***** QUOTED PASSAGE
My intense engagement with language made every patient visit unpredictable in new ways. A patient with a failing liver asked me how much time I thought he had to live and begged me not to mince my words. Another patient, a woman with end-stage breast cancer, pleaded with me not to tell her adult daughters that she had chosen to stop chemotherapy. “I don’t want them to think of me as a quitter,” she said tearfully. “But I can’t do this anymore.” A confrontational patient asked Dr. Harris and me to leave, telling us that he knew we were only there to talk him out of treatments so the hospital could save money. The next patient we saw, a gentleman with kind eyes, took our hands and kissed them, thanking us for the medications we’d recommended to ease the shortness of breath caused by his failing heart.
Colleagues reacted to our team in equally variable ways. We were both the death squad and angels of mercy, sometimes regarded with suspicion and at other times with admiration. Some thought that our main function was to send people to hospice and start morphine drips. Others understood the difference between palliative care and hospice.
“Wait, we aren’t withdrawing care on this patient,” a nurse told me, glancing at my badge before I went to introduce myself to a patient with advanced emphysema and a severe pneumonia.
“Oh, I know,” I said. “But the medicine team called me to help with a family meeting,” I explained.
“Yeah, but you’re from palliative. So when you get involved, doesn’t that mean that we kind of back off on taking care of the patient?”
I began to practice introducing my role, and memorized responses to the questions I fielded daily. “Hi, I’m Dr. Puri,” I’d say in front of my bathroom mirror, looking at my reflection with a warm smile. “I’m from the palliative care team. What that means is that I’m a quality-of-life doctor. I’m here to help treat any pain or other discomfort you have, and to understand what you define as quality of life so that I can make sure we are doing what we can medically to make that a reality for you.” I told fellow physicians and nurses that a palliative care consult simply meant a patient needed some expert help with their pain management or a conversation about their treatment goals. It didn’t mean that a patient was imminently dying, or that they needed to stop their current treatments, or that they needed hospice care, or that their doctors and nurses had somehow failed and given up on them. It simply meant that their quality of life could in some way be improved.
The words and phrases I’d started to use routinely in fellowship still felt like a foreign language, one I stumbled over and used imperfectly. If language reflects something about culture, I thought one evening as I drove home, then maybe my verbal fumbling made sense. The language of medicine reflected its biggest priorities—identifying and solving problems, saving and extend- ing lives. It was about CT scans and laboratory tests and survival benefit. Medical language atrophied when matters of suffering and mortality needed to be discussed, giving way to euphemism and avoidance. Lacking the language to discuss mortality is the ultimate way of erasing it. If we could somehow normalize instead of avoid the fact of death, perhaps phrases like “goals of care” and “advanced directive” would roll off our tongues as fluidly as words like “antibiotics,” “chemotherapy,” and “surgery.” Or maybe in normalizing the language around mortality, the culture of medicine would evolve. After all, practicing medicine requires the drive to enable survival I’d learned to cultivate during residency, tempered by the acceptance of life’s impermanence I was learning to articulate in fellowship. Physicians and patients needed fluency in both.
**********
**TASKS TO COMPLETE:**
a) In the palliative care passage, what did the woman with end-stage breast cancer ask the narrator not to tell her adult daughters?
b) Please reproduce the palliative care passage from "Colleagues reacted to" to "care and hospice.".
***** RAW DATA
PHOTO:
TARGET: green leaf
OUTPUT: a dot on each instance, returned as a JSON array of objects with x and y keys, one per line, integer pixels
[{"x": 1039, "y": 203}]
**********
**ANSWERS FOR THE EXERCISE:**
a) That she had chosen to stop chemotherapy.

b)
Colleagues reacted to our team in equally variable ways. We were both the death squad and angels of mercy, sometimes regarded with suspicion and at other times with admiration. Some thought that our main function was to send people to hospice and start morphine drips. Others understood the difference between palliative care and hospice.